→ **What is asked**:
• a. In the kernel patch below, what value is assigned to CLOCK_EVT_FEAT_HRTIMER?
• b. Extend the kernel patch below, starting right after its last line.

Signed-off-by: Preeti U Murthy <preeti@linux.vnet.ibm.com>
[Added Changelog and code to handle reprogramming of hrtimer]
---

 include/linux/clockchips.h           |    9 +++
 kernel/time/Makefile                 |    2 -
 kernel/time/tick-broadcast-hrtimer.c |  105 ++++++++++++++++++++++++++++++++++
 kernel/time/tick-broadcast.c         |   45 ++++++++++++++-
 4 files changed, 159 insertions(+), 2 deletions(-)
 create mode 100644 kernel/time/tick-broadcast-hrtimer.c

diff --git a/include/linux/clockchips.h b/include/linux/clockchips.h
index e0c5a6c..dbe9e14 100644
--- a/include/linux/clockchips.h
+++ b/include/linux/clockchips.h
@@ -62,6 +62,11 @@ enum clock_event_mode {
 #define CLOCK_EVT_FEAT_DYNIRQ		0x000020
 #define CLOCK_EVT_FEAT_PERCPU		0x000040
 
+/*
+ * Clockevent device is based on a hrtimer for broadcast
+ */
+#define CLOCK_EVT_FEAT_HRTIMER		0x000080
+
 /**
  * struct clock_event_device - clock event device descriptor
  * @event_handler:	Assigned by the framework to be called by the low
@@ -83,6 +88,7 @@ enum clock_event_mode {
  * @name:		ptr to clock event name
  * @rating:		variable to rate clock event devices
  * @irq:		IRQ number (only for non CPU local devices)

→ **Extracted information**:
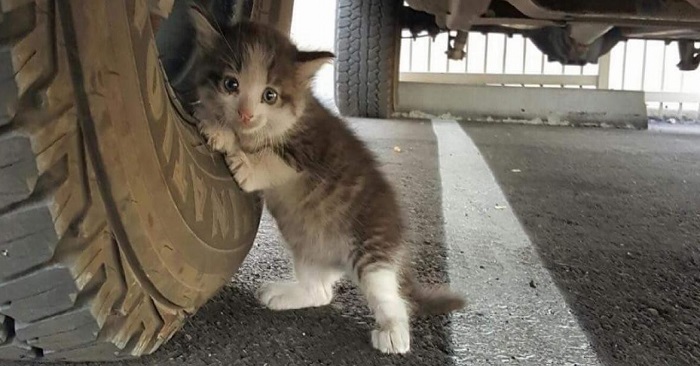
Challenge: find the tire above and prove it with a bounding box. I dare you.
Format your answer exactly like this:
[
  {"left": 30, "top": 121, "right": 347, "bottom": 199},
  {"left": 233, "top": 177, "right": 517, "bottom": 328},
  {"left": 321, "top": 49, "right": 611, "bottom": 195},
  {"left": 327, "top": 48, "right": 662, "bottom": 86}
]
[
  {"left": 335, "top": 0, "right": 402, "bottom": 118},
  {"left": 0, "top": 0, "right": 261, "bottom": 363}
]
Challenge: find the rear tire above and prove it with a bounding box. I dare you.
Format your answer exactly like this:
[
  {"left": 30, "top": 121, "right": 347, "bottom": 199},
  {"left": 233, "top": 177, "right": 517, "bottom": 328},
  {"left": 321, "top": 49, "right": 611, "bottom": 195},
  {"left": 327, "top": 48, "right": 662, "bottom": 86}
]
[
  {"left": 0, "top": 0, "right": 261, "bottom": 361},
  {"left": 335, "top": 0, "right": 402, "bottom": 118}
]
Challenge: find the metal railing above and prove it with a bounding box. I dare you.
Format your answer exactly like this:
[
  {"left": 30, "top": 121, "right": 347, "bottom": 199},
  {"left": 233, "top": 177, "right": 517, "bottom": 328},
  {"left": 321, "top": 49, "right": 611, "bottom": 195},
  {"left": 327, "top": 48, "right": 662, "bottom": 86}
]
[{"left": 400, "top": 31, "right": 700, "bottom": 119}]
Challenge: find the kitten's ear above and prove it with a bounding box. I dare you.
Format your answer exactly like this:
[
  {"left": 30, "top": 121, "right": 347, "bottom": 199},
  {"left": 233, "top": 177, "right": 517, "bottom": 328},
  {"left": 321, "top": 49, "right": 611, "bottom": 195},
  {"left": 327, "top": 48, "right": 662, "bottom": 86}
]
[
  {"left": 189, "top": 5, "right": 221, "bottom": 49},
  {"left": 296, "top": 51, "right": 335, "bottom": 80}
]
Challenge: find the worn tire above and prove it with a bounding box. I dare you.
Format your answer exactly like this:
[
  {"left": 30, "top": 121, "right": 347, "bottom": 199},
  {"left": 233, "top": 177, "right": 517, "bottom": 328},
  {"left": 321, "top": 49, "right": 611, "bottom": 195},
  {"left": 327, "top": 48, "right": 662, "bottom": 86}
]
[
  {"left": 0, "top": 0, "right": 261, "bottom": 361},
  {"left": 335, "top": 0, "right": 402, "bottom": 118}
]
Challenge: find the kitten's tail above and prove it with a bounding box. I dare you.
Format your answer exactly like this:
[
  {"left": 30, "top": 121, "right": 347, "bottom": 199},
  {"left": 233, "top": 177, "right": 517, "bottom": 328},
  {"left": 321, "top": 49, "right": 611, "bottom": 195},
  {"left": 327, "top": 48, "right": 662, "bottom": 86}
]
[{"left": 407, "top": 276, "right": 467, "bottom": 315}]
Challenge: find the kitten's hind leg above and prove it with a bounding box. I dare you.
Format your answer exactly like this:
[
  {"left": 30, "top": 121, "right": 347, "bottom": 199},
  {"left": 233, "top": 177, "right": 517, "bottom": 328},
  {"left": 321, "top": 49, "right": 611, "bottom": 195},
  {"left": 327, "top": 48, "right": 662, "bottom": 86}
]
[
  {"left": 257, "top": 262, "right": 343, "bottom": 310},
  {"left": 359, "top": 266, "right": 411, "bottom": 353}
]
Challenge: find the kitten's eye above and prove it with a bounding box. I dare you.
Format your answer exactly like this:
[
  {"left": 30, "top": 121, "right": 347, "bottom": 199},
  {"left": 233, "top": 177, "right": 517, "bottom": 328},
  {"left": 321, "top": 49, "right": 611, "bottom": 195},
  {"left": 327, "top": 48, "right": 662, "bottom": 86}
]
[
  {"left": 263, "top": 88, "right": 277, "bottom": 105},
  {"left": 222, "top": 77, "right": 238, "bottom": 93}
]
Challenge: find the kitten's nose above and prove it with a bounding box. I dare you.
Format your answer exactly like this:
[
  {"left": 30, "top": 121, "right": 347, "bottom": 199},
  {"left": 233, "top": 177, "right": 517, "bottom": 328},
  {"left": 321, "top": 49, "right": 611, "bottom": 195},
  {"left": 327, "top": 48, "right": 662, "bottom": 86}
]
[{"left": 238, "top": 109, "right": 253, "bottom": 124}]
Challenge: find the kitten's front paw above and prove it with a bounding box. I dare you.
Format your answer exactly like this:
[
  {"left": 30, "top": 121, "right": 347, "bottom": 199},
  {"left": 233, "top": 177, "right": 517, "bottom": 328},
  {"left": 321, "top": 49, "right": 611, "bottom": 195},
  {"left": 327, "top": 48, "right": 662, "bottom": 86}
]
[
  {"left": 199, "top": 124, "right": 236, "bottom": 154},
  {"left": 372, "top": 322, "right": 411, "bottom": 353},
  {"left": 226, "top": 153, "right": 260, "bottom": 193},
  {"left": 256, "top": 282, "right": 331, "bottom": 310}
]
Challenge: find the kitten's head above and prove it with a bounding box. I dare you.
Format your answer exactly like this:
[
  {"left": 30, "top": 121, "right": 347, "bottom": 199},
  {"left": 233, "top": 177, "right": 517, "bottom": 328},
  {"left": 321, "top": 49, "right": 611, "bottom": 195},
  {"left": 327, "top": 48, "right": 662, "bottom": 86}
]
[{"left": 190, "top": 8, "right": 333, "bottom": 143}]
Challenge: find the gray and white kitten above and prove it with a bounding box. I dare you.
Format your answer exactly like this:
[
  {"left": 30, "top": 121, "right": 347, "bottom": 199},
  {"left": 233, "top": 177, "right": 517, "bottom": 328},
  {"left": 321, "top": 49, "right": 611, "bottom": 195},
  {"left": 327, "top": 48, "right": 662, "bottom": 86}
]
[{"left": 191, "top": 10, "right": 464, "bottom": 353}]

→ **Final results**:
• a. 0x000080

• b.
+ * @bound_on:		Bound on CPU
  * @cpumask:		cpumask to indicate for which CPUs this device works
  * @list:		list head for the management code
  * @owner:		module reference
@@ -113,6 +119,7 @@ struct clock_event_device {
 	const char		*name;
 	int			rating;
 	int			irq;
+	int			bound_on;
 	const struct cpumask	*cpumask;
 	struct list_head	list;
 	struct module		*owner;
@@ -180,9 +187,11 @@ extern int tick_receive_broadcast(void);
 #endif
 
 #if defined(CONFIG_GENERIC_CLOCKEVENTS_BROADCAST) && defined(CONFIG_TICK_ONESHOT)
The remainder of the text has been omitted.